== 任务说明 ==
请列出下方记录中所有包含字符串“negative”的行，每行完整照录，区分大小写。

== 本题数据 ==
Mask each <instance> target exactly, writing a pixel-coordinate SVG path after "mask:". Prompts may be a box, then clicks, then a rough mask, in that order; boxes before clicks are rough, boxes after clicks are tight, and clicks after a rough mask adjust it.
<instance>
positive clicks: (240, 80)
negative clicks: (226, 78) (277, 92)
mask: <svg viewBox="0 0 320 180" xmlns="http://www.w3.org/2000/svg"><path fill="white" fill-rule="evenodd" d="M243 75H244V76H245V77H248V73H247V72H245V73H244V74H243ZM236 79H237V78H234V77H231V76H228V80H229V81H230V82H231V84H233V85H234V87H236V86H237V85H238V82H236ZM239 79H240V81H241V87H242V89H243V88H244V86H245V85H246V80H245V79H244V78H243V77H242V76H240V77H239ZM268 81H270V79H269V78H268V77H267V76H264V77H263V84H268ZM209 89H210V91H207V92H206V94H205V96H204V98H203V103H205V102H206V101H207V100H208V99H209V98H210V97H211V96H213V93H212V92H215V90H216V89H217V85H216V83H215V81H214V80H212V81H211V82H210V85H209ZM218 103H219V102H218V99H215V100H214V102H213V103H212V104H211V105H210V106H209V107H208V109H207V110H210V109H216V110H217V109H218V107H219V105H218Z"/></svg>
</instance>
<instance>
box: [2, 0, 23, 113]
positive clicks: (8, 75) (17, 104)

---

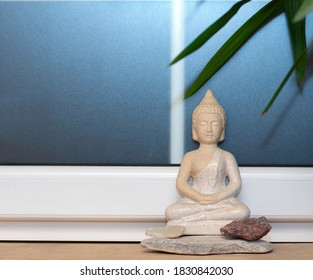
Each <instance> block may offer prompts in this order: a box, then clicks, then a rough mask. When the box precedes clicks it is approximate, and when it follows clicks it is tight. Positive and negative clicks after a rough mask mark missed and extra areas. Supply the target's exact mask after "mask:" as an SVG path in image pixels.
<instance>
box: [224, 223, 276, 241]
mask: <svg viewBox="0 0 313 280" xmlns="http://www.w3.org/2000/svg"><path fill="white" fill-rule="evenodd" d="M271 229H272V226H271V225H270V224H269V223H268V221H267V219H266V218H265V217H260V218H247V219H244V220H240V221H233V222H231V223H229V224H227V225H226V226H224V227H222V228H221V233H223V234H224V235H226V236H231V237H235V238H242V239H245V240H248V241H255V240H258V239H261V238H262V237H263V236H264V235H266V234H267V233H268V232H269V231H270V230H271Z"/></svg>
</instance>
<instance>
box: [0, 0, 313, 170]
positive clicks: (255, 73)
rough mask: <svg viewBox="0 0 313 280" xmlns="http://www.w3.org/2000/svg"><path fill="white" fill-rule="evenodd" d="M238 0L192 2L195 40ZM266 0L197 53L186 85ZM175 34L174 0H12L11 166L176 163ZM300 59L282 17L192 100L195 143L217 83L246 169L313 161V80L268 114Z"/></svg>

==

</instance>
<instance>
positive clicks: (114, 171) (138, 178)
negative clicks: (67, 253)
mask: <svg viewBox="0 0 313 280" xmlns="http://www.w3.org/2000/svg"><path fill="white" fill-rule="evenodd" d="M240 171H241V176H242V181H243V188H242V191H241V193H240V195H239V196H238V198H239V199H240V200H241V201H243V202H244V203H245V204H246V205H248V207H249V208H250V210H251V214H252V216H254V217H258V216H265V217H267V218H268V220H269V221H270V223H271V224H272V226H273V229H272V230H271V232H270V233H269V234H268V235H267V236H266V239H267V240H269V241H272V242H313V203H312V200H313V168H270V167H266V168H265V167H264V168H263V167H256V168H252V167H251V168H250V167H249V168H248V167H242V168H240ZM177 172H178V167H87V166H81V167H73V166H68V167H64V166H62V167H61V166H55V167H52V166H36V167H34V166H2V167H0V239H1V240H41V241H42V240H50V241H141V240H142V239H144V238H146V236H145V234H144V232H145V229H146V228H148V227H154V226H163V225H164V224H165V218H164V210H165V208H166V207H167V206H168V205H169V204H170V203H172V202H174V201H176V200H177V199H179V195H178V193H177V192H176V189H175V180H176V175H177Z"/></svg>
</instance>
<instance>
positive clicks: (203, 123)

== 练习结果 ==
negative clicks: (226, 78) (277, 92)
Each <instance> block may offer prompts in this order: a box, then clicks, then a rough mask. When the box precedes clicks it is approximate, and when it follows clicks it is tight. Positive and negative clicks after a rough mask mark missed and extra areas. Supply the target's exact mask after "mask:" as an SVG path in image pixels.
negative clicks: (67, 253)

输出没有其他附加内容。